[Records from a data collection]
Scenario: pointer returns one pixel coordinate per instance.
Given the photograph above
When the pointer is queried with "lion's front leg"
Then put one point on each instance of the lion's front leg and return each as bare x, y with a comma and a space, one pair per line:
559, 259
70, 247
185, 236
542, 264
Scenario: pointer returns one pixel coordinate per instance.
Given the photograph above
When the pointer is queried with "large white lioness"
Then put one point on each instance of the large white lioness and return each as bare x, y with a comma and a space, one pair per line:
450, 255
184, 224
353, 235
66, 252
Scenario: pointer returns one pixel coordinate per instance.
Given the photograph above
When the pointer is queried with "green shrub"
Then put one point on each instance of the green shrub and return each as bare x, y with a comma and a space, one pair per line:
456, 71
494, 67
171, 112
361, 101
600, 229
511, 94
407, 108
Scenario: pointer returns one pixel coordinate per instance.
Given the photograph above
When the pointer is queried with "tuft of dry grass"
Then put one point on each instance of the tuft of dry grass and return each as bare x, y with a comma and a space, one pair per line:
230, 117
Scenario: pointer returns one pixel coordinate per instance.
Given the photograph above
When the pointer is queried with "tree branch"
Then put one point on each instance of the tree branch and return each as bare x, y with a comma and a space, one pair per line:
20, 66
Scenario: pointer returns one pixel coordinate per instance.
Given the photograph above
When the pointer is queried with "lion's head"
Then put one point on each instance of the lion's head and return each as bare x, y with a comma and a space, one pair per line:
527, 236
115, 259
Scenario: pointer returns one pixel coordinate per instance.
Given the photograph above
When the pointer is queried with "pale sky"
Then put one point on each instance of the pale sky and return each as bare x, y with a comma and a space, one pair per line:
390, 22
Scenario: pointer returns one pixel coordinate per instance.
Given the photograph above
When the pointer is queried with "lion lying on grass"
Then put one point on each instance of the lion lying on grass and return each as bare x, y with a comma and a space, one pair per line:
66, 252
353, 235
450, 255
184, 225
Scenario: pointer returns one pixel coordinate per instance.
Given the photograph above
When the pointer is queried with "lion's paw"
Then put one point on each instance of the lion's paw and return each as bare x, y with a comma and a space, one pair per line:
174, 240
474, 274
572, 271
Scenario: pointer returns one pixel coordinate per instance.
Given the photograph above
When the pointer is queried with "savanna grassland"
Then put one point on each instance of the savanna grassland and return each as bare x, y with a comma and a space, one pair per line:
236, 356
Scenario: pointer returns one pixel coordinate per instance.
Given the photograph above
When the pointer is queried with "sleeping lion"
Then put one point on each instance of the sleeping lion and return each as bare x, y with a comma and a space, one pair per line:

**TASK GOAL:** Every line of the data above should be copied exactly.

**EXERCISE OUTPUT:**
Scenario: pointer returns one pixel coordinate per instance.
Given the photograph above
When the pointer is queried with "lion's front leg"
Then put one point on each instance of the lion's front leg and return each as bare x, y with a comma and a space, one pair per line:
559, 259
70, 247
185, 236
542, 264
Scenario: pointer returns one pixel coordinate per instance.
Given the photograph above
When the pointer is queried with "large white lioness"
Then put one point on each instance of the large white lioness and return each as bare x, y with a comma and a space, one pair per line:
450, 255
184, 224
353, 235
66, 252
Scenario: pointer returns one pixel coordinate per instance.
Given the photograph above
When the pointer is queried with "green shrub"
Then put one point on each instance of the green shrub and return each as bare x, y with a comma and a space, one pair per line:
456, 71
494, 67
171, 112
361, 101
600, 229
511, 94
407, 108
Scenario: pointer returns one pixel coordinate per instance.
Given the photograph above
When the pointer is queried with "tuft of dry grass"
Then put one point on each instance of the tuft of dry grass and return each as bare x, y with a comma and a space, one pair per line:
230, 117
Scenario: pointer returns one pixel coordinate per instance.
Given the photograph above
When the pointer is queried with "tree branch"
Then put one point on each instance of the tree branch and return each as bare x, y with a comma and a space, one pair per line:
20, 66
Scenario: pointer returns one pixel coordinate per instance.
Given the photograph above
When the pointer is queried with "lion's head"
Then put one point on each instance of the lion's head and return each as bare x, y with a comma and a space, one pair per line:
527, 236
115, 259
Scenario: pointer returns one pixel coordinate per instance.
Given the photograph above
When the pointer is queried with "pale sky"
Then put one point on each instance of the pale sky and return each as bare x, y with a comma and a space, one pair per line:
390, 22
Scenario: pointer returns one pixel coordinate per instance.
Given the photograph above
When the pointer is queried with "lion lying on grass"
Then put one point on each instance of the lion lying on grass and return each as bare x, y with a comma and a space, one pair per line:
66, 252
353, 235
450, 255
184, 225
Scenario: pointer returns one pixel coordinate per instance.
Given the photograph above
When the pointer is queried with "lion's paw"
Then put one point on each instance of the lion's paw and return each as bare x, y with a comma and a space, one pair per line:
174, 240
474, 274
572, 271
Scenario: pointer returns one pixel coordinate per instance.
Given the photograph above
When the pointer is queried with "savanna grassland"
Then put one point on each instance of the savanna grassland and return each as bare x, y with a comma and a space, one pair per line:
236, 356
Scenario: pointer returns one pixel coordinate per instance.
Given the photograph above
When the pointer is queried with "sleeping lion"
Then put one point on each instance of the sleeping lion and return each as bare x, y with a comma and a space, one pair per line:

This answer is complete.